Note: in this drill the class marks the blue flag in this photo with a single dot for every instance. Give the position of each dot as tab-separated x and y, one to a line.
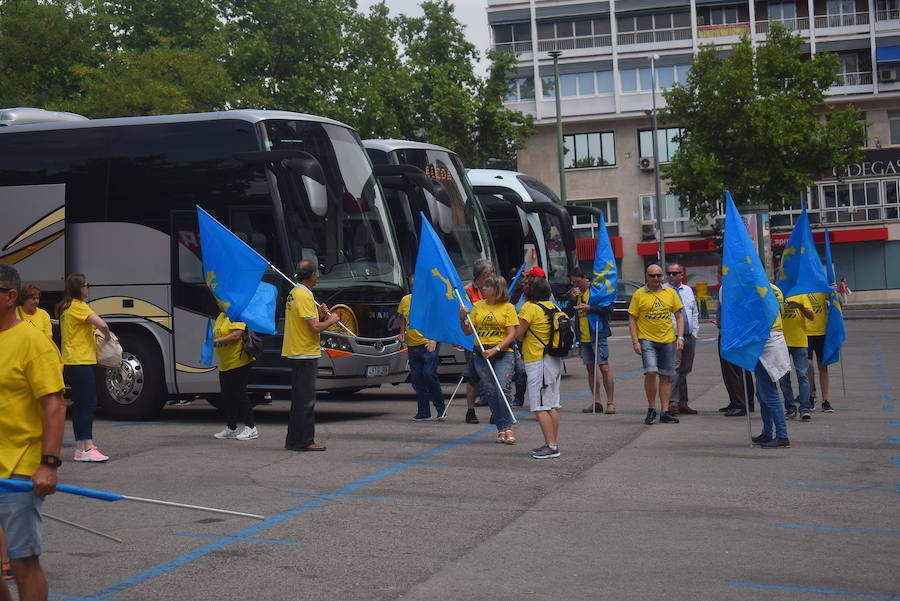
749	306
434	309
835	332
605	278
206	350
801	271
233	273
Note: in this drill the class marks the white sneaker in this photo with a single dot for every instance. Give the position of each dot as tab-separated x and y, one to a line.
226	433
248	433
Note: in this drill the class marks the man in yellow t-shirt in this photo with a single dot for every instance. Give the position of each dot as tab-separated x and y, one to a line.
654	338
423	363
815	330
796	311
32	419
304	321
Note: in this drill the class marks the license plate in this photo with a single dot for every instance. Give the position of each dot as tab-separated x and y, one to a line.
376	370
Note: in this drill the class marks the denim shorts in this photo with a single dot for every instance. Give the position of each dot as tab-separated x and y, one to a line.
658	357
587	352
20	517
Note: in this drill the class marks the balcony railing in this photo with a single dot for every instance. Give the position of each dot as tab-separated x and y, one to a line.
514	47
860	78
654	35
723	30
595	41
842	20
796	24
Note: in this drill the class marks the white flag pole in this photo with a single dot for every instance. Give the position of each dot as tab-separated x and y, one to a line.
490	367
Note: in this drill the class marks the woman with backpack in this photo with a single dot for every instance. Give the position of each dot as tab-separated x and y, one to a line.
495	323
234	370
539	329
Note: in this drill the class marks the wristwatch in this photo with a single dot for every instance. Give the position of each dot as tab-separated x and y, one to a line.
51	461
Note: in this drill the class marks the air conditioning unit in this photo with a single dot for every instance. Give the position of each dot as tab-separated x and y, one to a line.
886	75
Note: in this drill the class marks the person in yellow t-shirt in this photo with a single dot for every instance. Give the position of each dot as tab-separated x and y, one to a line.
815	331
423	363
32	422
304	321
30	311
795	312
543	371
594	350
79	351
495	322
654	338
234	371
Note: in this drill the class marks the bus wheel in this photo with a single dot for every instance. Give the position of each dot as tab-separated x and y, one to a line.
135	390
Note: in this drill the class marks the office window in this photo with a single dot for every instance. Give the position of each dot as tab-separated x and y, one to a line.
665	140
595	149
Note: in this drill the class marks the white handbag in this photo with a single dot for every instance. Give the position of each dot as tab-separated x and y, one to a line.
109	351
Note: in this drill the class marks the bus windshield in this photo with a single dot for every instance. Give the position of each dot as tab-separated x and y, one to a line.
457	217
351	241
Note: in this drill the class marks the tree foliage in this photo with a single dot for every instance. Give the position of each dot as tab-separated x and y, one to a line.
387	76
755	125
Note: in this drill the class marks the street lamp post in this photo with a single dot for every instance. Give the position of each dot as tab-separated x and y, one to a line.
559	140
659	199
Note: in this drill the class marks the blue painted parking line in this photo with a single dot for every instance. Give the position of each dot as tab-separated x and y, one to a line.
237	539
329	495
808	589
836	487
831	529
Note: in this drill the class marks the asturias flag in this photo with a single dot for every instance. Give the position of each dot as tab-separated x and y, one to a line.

* * *

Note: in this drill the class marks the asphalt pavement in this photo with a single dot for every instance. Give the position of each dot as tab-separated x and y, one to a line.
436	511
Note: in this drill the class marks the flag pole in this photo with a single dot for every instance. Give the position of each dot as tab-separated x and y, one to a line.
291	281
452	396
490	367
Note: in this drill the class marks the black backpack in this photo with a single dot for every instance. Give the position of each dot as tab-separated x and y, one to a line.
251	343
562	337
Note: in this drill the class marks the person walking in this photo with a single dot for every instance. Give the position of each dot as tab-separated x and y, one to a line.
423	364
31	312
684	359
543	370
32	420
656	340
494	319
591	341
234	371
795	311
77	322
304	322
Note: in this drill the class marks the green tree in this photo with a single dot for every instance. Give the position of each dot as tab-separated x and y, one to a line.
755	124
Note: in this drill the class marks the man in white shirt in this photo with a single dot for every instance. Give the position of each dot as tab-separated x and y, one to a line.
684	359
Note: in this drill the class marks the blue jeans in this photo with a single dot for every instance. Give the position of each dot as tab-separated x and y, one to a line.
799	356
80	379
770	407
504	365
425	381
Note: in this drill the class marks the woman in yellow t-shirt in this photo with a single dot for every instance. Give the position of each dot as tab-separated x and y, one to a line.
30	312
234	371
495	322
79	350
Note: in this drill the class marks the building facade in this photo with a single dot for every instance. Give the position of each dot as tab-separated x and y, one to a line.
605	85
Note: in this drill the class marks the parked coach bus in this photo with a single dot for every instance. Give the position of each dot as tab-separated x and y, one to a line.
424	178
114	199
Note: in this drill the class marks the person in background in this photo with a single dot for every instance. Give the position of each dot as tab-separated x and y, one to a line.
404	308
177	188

» **The task**:
How many lines in the data above contain the word "woman"? Reply with only the number.

» **Task result**:
2